---------- DOCUMENT SECTION ----------

A: I think the best advice I can give someone is to be very organized, maintain an accurate calendar, and set clear priorities and goals for each day, week and month. I always aim to have earlier deadlines for myself than the official ones to allow plenty of time in case some other project falls on my desk. I think it’s also important to know when to say “no,” and when to ask for help. For anyone who is interested about my professional life,I have a professional Vlog on my YouTube channel (Julia Mortyakova) where I talk about how I prepare for and balance various professional activities and responsibilities.


Q: Do you have a favorite CMS experience you’d like to share?

A: My favourite CMS memory thus far has been the 2023 CMS Southern Conference which we just held at Jacksonville University. It was wonderful to reconnect with so many colleagues and hear all their presentations, performances, and compositions. It was my last conference as Program Chair and President of the chapter and I am thankful for the opportunity to serve and honoured to have represented our region.


Q: In reference to the CMS Common Topic, how do you strive to “lead change” within the Southern Chapter and its members?

---------- SUPPLIED INFORMATION ----------

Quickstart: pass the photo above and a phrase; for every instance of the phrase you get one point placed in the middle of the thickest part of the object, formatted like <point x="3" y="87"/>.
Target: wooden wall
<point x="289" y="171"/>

----------
---------- SUPPLIED INFORMATION ----------

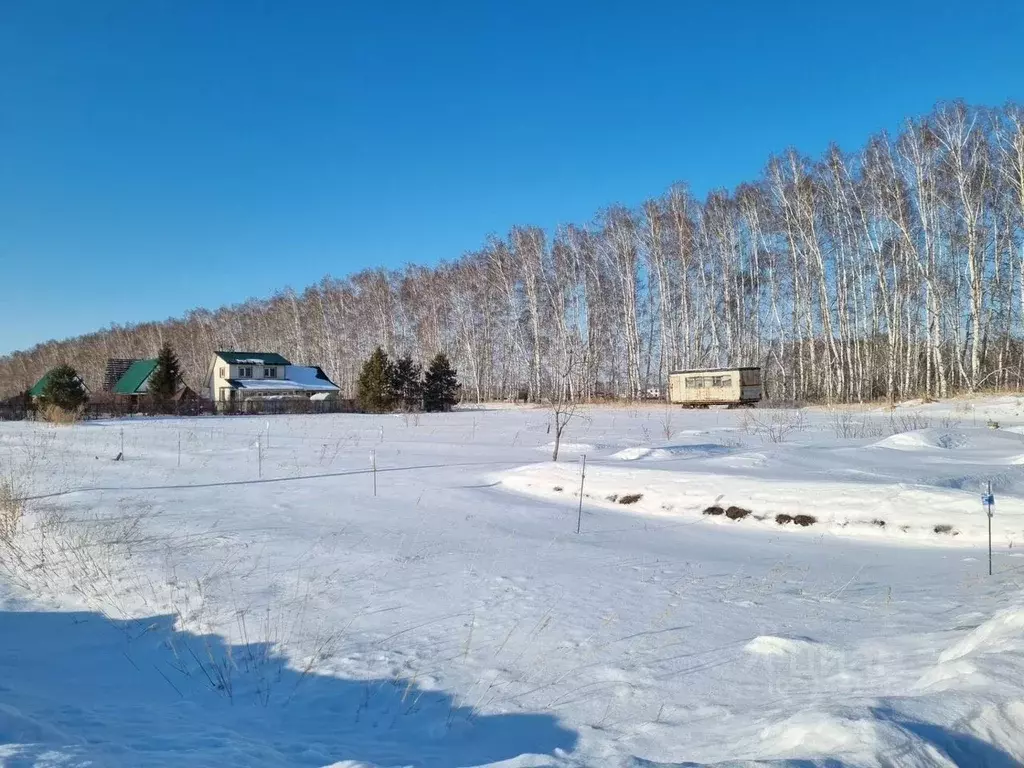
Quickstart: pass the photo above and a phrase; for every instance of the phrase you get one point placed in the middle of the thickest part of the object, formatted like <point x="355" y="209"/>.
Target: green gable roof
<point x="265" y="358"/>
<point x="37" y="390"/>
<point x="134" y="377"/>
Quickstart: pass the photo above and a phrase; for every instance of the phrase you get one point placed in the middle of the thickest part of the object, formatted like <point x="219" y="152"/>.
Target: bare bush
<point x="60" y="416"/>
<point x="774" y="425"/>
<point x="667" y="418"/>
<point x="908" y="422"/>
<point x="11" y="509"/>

----------
---------- SUPPLIED INFORMATION ----------

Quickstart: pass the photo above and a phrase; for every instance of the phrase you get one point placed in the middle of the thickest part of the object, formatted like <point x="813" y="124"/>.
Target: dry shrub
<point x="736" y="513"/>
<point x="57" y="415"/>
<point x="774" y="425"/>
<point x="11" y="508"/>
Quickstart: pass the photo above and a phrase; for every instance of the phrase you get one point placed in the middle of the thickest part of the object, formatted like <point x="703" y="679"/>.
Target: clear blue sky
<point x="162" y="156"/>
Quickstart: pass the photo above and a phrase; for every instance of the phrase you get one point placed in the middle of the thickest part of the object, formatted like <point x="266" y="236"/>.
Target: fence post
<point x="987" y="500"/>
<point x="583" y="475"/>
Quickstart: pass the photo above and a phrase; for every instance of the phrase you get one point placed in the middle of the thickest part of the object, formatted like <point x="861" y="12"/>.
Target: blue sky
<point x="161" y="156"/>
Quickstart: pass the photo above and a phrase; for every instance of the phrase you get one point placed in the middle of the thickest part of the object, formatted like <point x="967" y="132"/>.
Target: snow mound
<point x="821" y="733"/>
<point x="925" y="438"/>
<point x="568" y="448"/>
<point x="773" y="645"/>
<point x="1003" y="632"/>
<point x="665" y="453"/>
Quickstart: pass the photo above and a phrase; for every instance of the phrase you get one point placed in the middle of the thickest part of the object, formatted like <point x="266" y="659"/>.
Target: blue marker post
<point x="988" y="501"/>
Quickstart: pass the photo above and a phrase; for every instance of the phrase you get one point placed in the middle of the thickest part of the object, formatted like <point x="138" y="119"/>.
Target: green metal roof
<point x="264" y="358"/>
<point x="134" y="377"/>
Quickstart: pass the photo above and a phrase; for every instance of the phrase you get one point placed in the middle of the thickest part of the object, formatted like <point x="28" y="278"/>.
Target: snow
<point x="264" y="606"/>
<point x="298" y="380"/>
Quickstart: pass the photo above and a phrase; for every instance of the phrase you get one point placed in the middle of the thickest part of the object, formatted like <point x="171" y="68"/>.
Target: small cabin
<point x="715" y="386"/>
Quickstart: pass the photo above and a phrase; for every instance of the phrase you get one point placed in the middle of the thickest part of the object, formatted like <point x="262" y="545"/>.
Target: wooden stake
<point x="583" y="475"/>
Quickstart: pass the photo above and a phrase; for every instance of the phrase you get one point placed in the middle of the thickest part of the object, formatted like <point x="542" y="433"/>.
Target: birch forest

----------

» EXERCISE TASK 1
Answer these from the interview above:
(a) What does the speaker set for personal use that comes earlier than the official ones?
(b) Where was the 2023 CMS Southern Conference held?
(c) Which two roles did the speaker hold for the last time at that conference?
» EXERCISE TASK 2
Translate this sentence from the interview into Spanish: "It was wonderful to reconnect with so many colleagues and hear all their presentations, performances, and compositions."

» COMPLETE RESPONSE 1
(a) Deadlines.
(b) At Jacksonville University.
(c) Program Chair and President of the chapter.

» COMPLETE RESPONSE 2
Fue maravilloso reencontrarme con tantos colegas y escuchar todas sus presentaciones, interpretaciones y composiciones.